## EXCERPTED PASSAGE

• • • • • • •

Re: Getting beyond the ping pong match (was RE: Cleaning House)

On May 6, 2007, at 00:46, Jukka K. Korpela wrote:

> On Sun, 6 May 2007, Henri Sivonen wrote:
>> When Google started inferring authority from links, did they ask  
>> anyone if they had the right?
> I have no idea of what you mean by "inferring authority", but why  
> would that matter?

I meant computing the Page Rank. It is based on an observation about  
how markup is used without being based on a standard stating that  
markup should be used to communicate what is inferred.

> If someone makes wrong or questionable inferences, is that an  
> excuse for making such inferences part of a specification?

In some cases, inferences may be useful if they are predominantly  
right and wrong only a relatively rarely. When making inferences from  
Web content, it isn't useful to reject an idea based on a single  
counter example (or a handful thereof) because if you did, you  
couldn't infer anything. (Which, I presume, would be less useful than  
making a lot of right inferences and a few wrong ones.)

>>> (For example, in my page about intellectual rights, I may well  
>>> have marked parts _discussing_ copyright issues with such an  
>>> attribute,
>> I know you have pages discussing copyright but do you really use  
>> class='copyright' for something other than copyright notices?
> I don't think my actual usage matters the least here. I simply  
> presented a plausible example.

Actual usage does matter when assessing what inferences can be made  
in *practice*.

>> Do you expect the usage of class='copyright' for something other  
>> than copyright notices to be a common practice to a degree that it  
>> would be unreasonable to assume that class='copyright' marks a  
>> copyright notice?
> I'm not making assumptions. _You_ would make a wild assumption if  
> you assume that class='copyright' marks a copyright notice.

Considering that research shows that "copyright" is one of the most  
common class values, it is a reasonable hypothesis that it is used to  
mark up copyright notices and that there is demand for markup for  
copyright notices. If it indeed is the case that the vast majority of  
class='copyright' is meant to mark up copyright notices, paving this  
cowpath requires fewer people to change their way than badgering all  
of them to switch to something new and theoretically more pure.

Of course, in making this call, consumer use cases for identifying  
human-readable copyright notices should be considered to determine if  
there are consumer use cases and if so how much they are harmed by  
noise (i.e. class='copyright' not marking a copyright notice).

Henri Sivonen

Received on Sunday, 6 May 2007 12:54:54 UTC

• • • • • • •

## WHAT IS ASKED
Reproduce the mailing-list reply starting at "Re: Getting beyond" and ending at "what is inferred.", substituting "PageRank" for "Page Rank".

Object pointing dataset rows
• • • • • • •

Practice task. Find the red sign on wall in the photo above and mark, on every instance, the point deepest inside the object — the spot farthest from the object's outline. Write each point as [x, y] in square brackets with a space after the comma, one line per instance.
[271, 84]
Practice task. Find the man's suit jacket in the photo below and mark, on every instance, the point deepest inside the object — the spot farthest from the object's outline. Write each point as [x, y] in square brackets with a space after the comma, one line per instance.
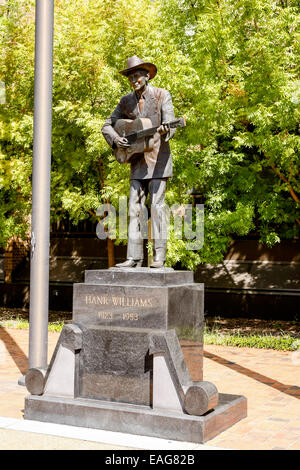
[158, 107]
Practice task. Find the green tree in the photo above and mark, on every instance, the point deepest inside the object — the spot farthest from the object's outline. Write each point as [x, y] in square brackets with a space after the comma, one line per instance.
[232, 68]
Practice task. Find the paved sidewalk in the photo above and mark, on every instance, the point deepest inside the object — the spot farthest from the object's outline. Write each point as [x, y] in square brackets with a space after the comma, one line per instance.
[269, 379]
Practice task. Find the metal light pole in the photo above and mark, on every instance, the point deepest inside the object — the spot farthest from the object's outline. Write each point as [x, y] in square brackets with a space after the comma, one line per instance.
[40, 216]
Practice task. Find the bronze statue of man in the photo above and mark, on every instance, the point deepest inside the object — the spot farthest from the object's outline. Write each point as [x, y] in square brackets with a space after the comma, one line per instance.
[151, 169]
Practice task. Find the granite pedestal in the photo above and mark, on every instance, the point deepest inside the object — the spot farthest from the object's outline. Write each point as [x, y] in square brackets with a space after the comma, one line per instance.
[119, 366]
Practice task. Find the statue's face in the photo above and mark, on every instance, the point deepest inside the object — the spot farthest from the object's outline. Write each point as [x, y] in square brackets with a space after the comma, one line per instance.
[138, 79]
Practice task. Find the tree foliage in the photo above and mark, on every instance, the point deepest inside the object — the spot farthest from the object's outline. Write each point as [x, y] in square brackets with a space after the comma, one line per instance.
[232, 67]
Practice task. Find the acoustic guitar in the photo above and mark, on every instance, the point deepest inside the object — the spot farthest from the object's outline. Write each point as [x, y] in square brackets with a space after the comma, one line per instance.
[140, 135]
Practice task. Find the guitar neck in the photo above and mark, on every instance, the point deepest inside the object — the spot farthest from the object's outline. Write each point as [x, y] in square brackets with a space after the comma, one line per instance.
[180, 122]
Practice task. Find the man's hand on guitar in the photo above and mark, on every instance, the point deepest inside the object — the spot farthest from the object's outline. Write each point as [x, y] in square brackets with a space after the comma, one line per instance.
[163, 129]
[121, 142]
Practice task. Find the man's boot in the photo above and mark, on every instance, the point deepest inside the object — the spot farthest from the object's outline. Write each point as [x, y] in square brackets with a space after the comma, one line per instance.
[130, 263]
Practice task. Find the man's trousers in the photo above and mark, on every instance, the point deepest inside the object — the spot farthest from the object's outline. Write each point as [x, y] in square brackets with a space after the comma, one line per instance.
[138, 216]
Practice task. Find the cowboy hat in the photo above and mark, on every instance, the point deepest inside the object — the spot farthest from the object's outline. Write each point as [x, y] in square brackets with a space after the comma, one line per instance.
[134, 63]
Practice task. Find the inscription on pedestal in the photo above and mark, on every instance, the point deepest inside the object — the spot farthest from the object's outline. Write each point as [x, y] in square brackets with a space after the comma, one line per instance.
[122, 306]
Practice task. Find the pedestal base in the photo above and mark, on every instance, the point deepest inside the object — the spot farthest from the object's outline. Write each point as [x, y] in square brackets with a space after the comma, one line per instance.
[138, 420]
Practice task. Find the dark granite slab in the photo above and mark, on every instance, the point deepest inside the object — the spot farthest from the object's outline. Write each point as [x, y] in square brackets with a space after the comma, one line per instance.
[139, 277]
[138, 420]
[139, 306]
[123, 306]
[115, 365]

• • • • • • •

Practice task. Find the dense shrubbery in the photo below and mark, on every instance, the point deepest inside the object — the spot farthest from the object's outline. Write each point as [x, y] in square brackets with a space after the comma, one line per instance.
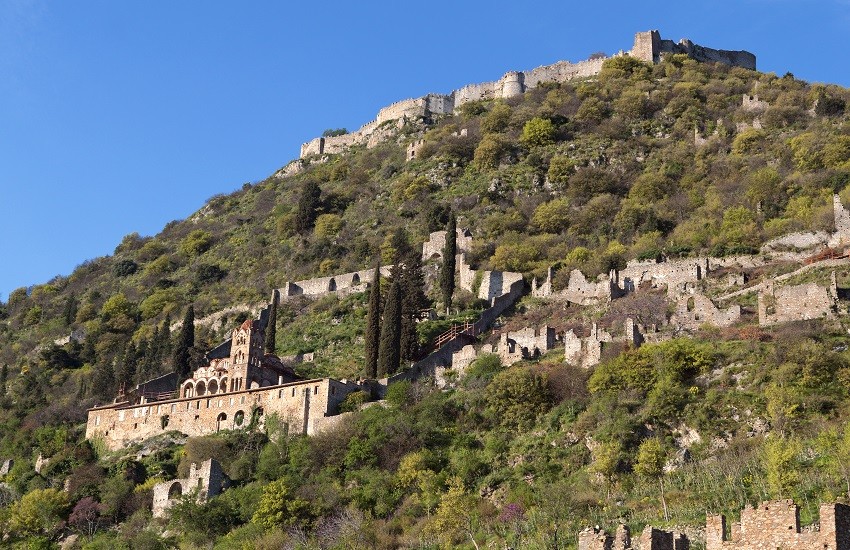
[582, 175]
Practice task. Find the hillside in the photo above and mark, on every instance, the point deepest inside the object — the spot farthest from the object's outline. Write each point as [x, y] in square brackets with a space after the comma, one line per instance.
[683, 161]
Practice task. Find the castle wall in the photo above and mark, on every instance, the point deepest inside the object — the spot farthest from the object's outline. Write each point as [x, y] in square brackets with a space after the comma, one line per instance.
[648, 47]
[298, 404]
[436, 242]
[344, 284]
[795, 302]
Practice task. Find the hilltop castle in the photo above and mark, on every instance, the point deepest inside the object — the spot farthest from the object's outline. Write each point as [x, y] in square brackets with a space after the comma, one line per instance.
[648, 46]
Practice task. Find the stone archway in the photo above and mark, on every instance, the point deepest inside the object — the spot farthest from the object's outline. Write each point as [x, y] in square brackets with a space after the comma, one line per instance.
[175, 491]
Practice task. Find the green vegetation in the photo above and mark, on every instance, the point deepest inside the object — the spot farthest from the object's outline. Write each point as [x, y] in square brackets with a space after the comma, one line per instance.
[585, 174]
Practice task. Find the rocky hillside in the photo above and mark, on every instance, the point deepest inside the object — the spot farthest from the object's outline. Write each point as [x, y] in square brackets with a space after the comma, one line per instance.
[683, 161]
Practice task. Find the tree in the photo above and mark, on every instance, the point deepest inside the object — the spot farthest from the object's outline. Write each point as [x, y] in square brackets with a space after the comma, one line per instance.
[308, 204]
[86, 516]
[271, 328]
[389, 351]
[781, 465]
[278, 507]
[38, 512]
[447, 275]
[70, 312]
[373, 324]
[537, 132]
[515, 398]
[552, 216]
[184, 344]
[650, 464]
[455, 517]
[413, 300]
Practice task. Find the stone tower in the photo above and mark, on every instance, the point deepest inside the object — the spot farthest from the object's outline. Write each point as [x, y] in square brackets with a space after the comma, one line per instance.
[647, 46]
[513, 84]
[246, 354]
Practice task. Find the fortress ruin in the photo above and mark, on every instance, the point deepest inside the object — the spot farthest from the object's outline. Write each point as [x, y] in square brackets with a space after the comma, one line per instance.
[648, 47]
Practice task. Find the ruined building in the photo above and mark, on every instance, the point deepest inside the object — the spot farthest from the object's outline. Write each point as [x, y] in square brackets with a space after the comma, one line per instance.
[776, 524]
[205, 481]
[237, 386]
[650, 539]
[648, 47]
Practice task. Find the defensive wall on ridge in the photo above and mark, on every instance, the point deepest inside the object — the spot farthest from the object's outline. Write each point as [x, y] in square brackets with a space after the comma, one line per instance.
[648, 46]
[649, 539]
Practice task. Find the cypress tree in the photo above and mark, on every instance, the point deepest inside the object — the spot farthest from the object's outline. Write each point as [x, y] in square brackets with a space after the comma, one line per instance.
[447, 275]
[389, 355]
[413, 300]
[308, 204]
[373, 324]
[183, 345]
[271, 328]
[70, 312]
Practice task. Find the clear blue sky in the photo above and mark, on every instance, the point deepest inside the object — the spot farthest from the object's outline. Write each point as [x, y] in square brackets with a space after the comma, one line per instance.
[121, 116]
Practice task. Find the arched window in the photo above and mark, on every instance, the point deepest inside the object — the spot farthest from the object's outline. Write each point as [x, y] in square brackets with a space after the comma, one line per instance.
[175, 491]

• • • • • • •

## FINISHED ANSWER
Re: Getting beyond the ping pong match (was RE: Cleaning House)

On May 6, 2007, at 00:46, Jukka K. Korpela wrote:

> On Sun, 6 May 2007, Henri Sivonen wrote:
>> When Google started inferring authority from links, did they ask  
>> anyone if they had the right?
> I have no idea of what you mean by "inferring authority", but why  
> would that matter?

I meant computing the PageRank. It is based on an observation about  
how markup is used without being based on a standard stating that  
markup should be used to communicate what is inferred.